::: Lesetext

In einer Pressekonferenz, an der auch Ärzte- und Kirchenvertreter teilnahmen, kam als Antwort auf eine Frage nach dem Trips-Modell eine Reaktion auf eine Äußerung des Tübinger Oberbürgermeisters Boris Palmer (Grüne). Der hatte gemeint, es würden mit der gegenwärtigen Politik Menschen am Leben gehalten, die in einem halben Jahr sowieso sterben würden. Helle Empörung war die Reaktion darauf. Trips sagt, auch er distanziere sich vehement von Palmers Ausrutscher. Er selbst, betont Trips, wolle die alten Menschen nicht aufgeben oder opfern, sondern im Gegenteil besonders schützen – und das nur auf einem anderen Weg als den, die gesamte Bevölkerung mit Kontaktsperren zu belegen.
Was für und was gegen den Trips-Vorschlag spricht: Da die Risikogruppe recht überschaubar sein dürfte, wären strikte Kontaktsperren nur für diese Gruppe sicher für die Volkswirtschaft leichter zu verkraften als eine Einschränkung, die die gesamte Breite der Gesellschaft trifft. Doch die Probleme bei der Umsetzung liegen im Detail: Ab wann ist jemand Mitglied einer Risikogruppe? Erst ab 70 oder schon ab 60? Bei einer bestimmten Vorerkrankung vielleicht für einige schon ab 55? Wenn sich Betroffene freiwillig in Isolation begeben und für sie ein staatliches Unterstützungsangebot organisiert wird, ist das noch relativ problemlos zu organisieren und kann sogar als Akt einer gesellschaftlichen Solidarität begründet und vertreten werden.
Aber problematisch würde es, wenn jemand als Mitglied einer Risikogruppe identifiziert wird, der mitten im Berufsleben steht, viele Kontakte zu jüngeren Menschen hat und dieses Leben auch weiterhin fortsetzen möchte. Sollte die Isolation für ihn zwangsweise geschehen, da nur das die konsequente Umsetzung des Konzepts ermöglichen könnte, so würden erhebliche Konflikte entstehen. Die Stigmatisierung von Alten und Kranken würde die Folge sein. Wenn ein Betroffener dagegen klagt und sich in seiner Würde und seinen Freiheitsrechten zu Unrecht beschnitten fühlt, dürfte er vor deutschen Gerichten damit Erfolg haben.

::::::
::: Vorliegende Datensätze

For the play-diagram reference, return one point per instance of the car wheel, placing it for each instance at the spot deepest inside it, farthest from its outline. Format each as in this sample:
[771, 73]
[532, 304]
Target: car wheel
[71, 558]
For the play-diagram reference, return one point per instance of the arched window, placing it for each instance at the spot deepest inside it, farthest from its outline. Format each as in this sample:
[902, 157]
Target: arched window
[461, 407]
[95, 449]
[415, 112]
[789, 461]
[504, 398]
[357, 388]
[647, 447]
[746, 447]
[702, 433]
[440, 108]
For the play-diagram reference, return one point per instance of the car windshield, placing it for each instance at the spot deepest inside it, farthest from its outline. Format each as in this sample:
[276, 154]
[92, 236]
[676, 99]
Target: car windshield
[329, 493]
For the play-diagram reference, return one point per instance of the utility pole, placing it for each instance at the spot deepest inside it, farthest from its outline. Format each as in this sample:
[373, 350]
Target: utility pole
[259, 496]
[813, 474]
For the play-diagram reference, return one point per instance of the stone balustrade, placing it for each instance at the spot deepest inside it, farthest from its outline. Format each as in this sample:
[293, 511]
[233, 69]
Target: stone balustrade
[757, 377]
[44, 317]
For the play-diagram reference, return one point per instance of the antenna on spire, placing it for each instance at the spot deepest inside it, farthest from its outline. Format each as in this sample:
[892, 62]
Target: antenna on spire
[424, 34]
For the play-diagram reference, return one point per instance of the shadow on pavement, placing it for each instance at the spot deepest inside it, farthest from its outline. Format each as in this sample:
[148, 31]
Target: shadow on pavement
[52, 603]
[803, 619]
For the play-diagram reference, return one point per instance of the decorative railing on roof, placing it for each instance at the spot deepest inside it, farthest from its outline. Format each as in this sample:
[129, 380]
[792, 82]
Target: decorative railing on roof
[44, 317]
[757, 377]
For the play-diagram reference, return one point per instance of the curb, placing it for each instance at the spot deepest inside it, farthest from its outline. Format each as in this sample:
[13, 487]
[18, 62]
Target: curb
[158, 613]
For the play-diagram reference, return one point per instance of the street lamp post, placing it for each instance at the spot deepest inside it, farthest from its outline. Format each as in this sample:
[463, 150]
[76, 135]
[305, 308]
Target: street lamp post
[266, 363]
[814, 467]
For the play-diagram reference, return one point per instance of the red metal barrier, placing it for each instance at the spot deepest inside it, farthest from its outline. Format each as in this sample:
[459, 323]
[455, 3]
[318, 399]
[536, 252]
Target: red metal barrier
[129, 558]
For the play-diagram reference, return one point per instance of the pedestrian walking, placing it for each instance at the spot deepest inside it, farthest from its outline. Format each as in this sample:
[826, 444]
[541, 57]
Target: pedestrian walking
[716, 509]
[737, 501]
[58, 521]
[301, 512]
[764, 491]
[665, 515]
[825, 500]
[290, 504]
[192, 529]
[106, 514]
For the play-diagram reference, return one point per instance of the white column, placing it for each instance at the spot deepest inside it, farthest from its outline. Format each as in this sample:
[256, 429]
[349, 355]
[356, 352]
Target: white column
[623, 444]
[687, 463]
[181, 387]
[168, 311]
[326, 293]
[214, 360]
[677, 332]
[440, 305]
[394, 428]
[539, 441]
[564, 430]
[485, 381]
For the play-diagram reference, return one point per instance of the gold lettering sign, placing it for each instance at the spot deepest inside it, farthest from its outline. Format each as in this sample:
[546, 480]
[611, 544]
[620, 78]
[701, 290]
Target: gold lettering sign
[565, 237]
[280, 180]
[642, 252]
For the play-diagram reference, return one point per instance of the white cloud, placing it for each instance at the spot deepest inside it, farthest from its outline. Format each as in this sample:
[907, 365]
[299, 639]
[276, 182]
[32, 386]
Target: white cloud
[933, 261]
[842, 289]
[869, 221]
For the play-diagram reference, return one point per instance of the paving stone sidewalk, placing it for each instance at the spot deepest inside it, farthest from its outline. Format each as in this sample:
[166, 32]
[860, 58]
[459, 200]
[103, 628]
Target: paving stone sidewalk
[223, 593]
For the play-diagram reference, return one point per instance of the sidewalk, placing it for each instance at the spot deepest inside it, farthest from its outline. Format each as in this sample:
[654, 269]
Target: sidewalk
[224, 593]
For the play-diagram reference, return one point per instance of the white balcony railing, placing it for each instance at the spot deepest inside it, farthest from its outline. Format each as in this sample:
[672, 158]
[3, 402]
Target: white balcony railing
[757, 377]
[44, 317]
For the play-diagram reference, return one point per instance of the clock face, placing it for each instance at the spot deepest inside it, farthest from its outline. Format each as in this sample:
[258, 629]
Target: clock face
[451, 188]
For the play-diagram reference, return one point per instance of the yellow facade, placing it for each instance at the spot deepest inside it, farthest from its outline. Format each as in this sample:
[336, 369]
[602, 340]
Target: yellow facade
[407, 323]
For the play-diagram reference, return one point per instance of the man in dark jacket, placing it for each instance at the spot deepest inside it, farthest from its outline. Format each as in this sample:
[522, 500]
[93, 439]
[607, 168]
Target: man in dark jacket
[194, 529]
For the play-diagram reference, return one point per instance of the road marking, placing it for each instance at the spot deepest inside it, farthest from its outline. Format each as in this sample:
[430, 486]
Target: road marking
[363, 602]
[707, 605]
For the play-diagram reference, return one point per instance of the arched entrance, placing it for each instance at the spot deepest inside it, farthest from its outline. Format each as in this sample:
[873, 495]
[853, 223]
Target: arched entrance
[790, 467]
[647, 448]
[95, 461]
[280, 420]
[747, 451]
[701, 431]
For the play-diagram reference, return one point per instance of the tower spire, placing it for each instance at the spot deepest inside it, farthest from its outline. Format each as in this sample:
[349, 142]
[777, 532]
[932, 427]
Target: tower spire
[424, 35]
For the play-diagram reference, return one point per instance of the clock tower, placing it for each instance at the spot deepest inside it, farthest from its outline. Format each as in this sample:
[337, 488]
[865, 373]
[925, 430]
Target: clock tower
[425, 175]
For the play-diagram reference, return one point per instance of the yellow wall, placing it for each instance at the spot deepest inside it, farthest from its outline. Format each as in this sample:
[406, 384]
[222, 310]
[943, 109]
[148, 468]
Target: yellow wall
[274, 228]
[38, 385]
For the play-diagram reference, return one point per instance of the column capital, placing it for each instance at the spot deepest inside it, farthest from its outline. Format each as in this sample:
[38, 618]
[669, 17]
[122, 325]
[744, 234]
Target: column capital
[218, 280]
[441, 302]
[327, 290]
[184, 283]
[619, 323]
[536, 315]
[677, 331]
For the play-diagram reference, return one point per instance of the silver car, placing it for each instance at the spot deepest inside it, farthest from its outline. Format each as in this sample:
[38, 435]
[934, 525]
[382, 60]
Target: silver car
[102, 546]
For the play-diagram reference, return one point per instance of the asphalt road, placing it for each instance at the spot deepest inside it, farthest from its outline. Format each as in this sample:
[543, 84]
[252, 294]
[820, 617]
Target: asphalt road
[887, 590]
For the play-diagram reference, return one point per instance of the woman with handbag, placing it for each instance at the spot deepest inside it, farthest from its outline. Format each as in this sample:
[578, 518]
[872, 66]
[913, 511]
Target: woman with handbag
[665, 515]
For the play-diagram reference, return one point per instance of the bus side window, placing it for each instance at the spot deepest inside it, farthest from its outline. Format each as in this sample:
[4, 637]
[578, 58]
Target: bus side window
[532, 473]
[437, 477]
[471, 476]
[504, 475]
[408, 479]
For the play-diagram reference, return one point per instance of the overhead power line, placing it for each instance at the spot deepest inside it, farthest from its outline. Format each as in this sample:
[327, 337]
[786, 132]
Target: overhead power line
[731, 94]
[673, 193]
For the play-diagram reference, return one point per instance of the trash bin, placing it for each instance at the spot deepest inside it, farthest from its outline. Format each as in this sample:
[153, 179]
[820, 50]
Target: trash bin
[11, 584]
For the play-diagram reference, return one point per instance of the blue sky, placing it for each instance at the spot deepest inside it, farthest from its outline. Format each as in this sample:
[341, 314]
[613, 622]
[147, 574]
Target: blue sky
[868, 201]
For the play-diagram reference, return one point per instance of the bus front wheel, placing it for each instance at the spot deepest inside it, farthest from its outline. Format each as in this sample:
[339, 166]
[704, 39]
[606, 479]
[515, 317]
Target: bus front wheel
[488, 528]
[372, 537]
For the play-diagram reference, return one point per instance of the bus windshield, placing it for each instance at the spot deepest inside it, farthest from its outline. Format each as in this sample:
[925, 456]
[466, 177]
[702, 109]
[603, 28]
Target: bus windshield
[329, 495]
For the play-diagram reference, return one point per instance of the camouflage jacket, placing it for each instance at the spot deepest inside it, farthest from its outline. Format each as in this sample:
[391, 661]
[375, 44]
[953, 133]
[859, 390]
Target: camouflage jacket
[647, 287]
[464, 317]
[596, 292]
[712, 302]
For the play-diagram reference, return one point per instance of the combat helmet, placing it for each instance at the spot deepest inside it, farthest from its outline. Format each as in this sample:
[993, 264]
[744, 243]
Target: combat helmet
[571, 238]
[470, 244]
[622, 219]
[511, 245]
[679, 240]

::::::

Arbeitsauftrag:
Gib aus dem Lesetext den Abschnitt wortgetreu wieder, der mit „In einer Pressekonferenz, an“ einsetzt und bis einschließlich „Kontaktsperren zu belegen.“ reicht.

Lösung:
In einer Pressekonferenz, an der auch Ärzte- und Kirchenvertreter teilnahmen, kam als Antwort auf eine Frage nach dem Trips-Modell eine Reaktion auf eine Äußerung des Tübinger Oberbürgermeisters Boris Palmer (Grüne). Der hatte gemeint, es würden mit der gegenwärtigen Politik Menschen am Leben gehalten, die in einem halben Jahr sowieso sterben würden. Helle Empörung war die Reaktion darauf. Trips sagt, auch er distanziere sich vehement von Palmers Ausrutscher. Er selbst, betont Trips, wolle die alten Menschen nicht aufgeben oder opfern, sondern im Gegenteil besonders schützen – und das nur auf einem anderen Weg als den, die gesamte Bevölkerung mit Kontaktsperren zu belegen.